| AUFGABE |
Sammeln Sie aus der folgenden Auflistung alle Zeilen, die das Wort „street“ enthalten, und geben Sie diese unverändert wieder.

| Einträge der Sammlung |
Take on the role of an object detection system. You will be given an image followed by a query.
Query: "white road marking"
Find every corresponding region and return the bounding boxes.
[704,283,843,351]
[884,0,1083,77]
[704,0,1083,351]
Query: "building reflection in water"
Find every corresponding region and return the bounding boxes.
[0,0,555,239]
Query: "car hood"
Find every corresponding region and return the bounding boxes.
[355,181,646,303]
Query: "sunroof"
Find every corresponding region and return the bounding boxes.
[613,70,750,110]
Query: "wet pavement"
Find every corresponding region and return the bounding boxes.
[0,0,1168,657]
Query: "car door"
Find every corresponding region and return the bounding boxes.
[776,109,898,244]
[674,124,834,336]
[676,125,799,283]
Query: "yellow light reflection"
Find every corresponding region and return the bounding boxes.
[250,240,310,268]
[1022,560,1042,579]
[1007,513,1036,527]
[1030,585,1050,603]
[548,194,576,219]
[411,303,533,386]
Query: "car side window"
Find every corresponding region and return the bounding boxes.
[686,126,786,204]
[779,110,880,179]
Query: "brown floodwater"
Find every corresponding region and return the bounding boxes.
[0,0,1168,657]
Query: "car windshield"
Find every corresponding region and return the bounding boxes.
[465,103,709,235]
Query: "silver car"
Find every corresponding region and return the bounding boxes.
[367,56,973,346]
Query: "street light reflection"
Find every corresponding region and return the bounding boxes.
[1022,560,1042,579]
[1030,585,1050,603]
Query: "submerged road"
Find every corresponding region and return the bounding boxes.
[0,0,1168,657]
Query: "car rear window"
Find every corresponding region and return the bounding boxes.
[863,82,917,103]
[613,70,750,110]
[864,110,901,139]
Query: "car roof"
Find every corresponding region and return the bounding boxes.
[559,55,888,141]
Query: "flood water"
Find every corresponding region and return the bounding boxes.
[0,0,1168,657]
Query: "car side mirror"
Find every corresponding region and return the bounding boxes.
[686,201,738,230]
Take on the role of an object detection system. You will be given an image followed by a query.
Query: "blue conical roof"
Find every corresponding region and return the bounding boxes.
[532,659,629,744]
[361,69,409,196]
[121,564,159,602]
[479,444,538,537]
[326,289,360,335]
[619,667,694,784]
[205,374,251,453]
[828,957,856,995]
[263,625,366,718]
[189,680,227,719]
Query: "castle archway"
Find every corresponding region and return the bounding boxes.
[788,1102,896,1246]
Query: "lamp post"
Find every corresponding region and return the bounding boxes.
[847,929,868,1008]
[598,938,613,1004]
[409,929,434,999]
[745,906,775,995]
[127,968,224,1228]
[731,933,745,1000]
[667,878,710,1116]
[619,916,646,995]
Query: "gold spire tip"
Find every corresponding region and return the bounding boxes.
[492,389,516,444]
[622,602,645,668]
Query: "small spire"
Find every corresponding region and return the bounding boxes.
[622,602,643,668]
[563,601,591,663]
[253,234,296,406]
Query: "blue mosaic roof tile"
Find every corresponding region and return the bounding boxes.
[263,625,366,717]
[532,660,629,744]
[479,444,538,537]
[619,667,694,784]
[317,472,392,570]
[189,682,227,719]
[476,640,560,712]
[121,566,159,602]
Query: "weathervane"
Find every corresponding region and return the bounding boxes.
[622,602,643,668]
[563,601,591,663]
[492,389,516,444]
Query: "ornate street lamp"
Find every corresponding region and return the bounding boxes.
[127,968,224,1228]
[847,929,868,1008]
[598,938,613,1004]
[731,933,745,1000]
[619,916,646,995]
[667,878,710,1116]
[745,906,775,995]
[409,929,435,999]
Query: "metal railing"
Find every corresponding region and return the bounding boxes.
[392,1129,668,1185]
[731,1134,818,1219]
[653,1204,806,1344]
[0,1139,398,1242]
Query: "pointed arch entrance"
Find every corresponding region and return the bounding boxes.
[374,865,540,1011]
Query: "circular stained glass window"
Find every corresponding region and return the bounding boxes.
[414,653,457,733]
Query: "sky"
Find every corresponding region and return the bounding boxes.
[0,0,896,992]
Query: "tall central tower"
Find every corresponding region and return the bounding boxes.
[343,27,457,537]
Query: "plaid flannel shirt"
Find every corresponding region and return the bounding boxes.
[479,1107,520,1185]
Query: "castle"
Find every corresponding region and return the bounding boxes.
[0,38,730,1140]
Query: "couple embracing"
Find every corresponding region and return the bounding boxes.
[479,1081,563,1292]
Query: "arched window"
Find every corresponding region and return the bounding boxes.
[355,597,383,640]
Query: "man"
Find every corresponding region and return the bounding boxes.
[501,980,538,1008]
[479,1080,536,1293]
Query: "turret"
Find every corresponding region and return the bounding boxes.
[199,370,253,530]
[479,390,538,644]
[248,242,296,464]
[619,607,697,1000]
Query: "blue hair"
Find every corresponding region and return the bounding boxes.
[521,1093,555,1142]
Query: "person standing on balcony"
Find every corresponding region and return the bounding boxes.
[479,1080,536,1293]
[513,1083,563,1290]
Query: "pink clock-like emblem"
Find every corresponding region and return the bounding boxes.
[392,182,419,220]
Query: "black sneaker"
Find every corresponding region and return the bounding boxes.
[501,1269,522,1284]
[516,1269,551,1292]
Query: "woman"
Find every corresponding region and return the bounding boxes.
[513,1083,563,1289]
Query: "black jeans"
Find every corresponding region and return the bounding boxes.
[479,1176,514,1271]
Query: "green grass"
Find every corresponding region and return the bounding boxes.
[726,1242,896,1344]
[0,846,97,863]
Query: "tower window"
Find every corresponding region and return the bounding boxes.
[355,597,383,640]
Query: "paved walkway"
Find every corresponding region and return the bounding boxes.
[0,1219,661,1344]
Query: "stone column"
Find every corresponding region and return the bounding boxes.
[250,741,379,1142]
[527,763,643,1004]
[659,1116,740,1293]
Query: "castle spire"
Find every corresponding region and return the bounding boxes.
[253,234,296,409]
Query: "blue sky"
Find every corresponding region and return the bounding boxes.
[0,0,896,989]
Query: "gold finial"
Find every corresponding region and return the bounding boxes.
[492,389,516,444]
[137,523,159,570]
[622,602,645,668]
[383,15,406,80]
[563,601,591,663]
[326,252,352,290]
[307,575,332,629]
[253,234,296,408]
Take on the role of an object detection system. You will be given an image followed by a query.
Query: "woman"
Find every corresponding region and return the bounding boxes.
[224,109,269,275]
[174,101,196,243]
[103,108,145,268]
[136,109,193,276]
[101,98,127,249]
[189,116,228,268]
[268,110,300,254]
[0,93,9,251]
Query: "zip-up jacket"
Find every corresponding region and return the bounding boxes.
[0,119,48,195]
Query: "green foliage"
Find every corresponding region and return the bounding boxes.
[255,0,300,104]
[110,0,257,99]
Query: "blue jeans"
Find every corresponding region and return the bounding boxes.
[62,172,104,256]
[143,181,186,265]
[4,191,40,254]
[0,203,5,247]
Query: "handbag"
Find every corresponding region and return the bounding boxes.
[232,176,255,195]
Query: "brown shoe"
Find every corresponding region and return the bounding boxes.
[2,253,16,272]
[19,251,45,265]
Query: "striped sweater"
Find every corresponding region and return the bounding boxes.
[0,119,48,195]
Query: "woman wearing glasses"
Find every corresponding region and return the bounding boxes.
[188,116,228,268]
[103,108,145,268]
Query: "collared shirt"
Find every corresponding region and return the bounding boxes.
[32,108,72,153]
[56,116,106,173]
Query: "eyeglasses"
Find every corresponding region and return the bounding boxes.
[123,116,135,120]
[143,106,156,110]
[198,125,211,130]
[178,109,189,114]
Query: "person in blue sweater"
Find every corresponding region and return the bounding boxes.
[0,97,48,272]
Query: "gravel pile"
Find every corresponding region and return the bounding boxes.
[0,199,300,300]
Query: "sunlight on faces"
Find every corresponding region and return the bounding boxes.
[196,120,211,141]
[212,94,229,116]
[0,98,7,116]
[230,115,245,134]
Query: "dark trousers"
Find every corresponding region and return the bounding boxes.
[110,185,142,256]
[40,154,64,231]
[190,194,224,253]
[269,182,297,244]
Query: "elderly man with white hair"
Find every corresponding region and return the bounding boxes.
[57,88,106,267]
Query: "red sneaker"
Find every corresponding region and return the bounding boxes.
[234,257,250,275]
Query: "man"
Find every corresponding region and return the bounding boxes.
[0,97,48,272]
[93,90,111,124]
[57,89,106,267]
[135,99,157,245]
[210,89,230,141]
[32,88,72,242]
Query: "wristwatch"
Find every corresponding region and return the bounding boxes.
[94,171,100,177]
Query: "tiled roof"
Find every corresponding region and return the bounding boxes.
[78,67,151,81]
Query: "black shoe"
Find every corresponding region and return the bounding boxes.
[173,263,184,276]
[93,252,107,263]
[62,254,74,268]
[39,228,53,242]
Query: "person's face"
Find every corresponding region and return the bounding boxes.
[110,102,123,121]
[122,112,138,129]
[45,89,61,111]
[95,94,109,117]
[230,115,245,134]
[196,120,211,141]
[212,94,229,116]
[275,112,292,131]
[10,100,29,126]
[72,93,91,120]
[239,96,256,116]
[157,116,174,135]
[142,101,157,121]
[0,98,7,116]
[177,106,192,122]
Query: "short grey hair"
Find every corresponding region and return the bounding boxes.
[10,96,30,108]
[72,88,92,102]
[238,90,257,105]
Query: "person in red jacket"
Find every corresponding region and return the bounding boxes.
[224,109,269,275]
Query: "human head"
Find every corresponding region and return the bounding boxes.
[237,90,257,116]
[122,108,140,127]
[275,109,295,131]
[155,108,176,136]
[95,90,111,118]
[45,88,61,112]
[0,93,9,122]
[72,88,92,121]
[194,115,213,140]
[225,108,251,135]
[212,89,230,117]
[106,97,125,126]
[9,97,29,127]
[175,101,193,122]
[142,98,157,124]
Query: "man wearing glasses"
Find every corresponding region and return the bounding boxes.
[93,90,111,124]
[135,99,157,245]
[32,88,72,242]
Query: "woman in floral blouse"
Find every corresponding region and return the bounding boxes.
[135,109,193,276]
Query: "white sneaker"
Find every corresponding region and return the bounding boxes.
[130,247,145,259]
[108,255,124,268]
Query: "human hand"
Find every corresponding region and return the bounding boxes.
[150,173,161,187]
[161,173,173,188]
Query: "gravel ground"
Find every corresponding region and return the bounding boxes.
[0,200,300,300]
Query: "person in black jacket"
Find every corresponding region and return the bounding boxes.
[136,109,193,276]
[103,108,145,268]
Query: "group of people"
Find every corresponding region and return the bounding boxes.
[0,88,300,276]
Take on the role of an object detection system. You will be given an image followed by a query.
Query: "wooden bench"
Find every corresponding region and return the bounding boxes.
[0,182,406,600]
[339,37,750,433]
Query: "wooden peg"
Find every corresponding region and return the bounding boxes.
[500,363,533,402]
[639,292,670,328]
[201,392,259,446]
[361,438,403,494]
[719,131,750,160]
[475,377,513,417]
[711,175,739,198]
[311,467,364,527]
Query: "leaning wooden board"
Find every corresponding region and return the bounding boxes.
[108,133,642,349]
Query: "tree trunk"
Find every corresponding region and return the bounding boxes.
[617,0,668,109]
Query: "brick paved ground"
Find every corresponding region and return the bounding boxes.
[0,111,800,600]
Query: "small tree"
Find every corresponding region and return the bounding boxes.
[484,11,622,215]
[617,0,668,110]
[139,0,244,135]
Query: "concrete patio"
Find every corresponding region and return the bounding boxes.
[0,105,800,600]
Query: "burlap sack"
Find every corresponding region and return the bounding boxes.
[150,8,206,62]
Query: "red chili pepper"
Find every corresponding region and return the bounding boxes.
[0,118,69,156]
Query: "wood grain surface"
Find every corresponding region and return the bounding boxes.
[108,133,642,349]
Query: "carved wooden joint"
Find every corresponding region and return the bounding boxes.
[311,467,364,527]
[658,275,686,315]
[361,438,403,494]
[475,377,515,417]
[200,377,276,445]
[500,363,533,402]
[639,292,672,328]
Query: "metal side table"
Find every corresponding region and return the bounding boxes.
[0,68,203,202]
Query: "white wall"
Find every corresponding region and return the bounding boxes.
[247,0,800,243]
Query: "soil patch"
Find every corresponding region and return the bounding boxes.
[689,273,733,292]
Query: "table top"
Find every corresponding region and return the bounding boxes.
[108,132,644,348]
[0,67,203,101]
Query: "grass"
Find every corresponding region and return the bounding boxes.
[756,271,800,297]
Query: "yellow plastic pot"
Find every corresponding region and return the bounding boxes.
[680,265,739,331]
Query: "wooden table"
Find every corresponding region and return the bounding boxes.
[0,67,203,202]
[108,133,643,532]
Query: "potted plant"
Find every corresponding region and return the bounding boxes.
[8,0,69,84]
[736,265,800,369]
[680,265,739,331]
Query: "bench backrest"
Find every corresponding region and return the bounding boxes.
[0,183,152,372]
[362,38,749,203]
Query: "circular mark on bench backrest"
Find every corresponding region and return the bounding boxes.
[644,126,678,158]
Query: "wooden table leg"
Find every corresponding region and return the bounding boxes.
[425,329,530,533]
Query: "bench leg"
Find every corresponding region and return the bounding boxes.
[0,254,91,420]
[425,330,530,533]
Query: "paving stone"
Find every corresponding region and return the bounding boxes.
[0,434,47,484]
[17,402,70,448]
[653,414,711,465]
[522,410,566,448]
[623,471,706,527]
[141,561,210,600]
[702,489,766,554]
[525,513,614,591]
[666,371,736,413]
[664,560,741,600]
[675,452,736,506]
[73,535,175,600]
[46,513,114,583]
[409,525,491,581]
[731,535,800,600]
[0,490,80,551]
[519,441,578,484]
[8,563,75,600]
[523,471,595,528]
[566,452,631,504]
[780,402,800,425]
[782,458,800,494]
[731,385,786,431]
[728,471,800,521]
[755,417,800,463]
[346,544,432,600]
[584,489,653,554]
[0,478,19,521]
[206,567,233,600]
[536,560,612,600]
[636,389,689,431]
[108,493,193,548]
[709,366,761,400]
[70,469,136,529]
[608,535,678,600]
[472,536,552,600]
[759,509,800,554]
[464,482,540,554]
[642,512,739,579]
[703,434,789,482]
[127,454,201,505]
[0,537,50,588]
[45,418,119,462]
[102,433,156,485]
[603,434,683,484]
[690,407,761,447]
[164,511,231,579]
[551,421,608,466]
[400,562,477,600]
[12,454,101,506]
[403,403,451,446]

| LÖSUNG |
Query: "street light reflection"
Query: "ornate street lamp"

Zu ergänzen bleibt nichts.